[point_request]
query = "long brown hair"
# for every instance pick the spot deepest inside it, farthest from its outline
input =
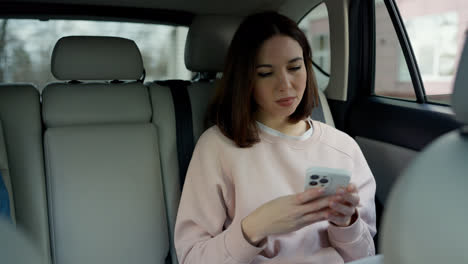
(233, 106)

::::::::

#### WHAT TO DO
Rewrite every line of the records above as a JSON list of strings, one string per line, skipping blank lines. Leave the pictures out of your answer.

#### RESULT
[
  "[point_request]",
  "query = \"long brown hair\"",
  "# for every instance pick the spot deepest inside it, farthest from its outline",
  "input =",
  "(233, 106)"
]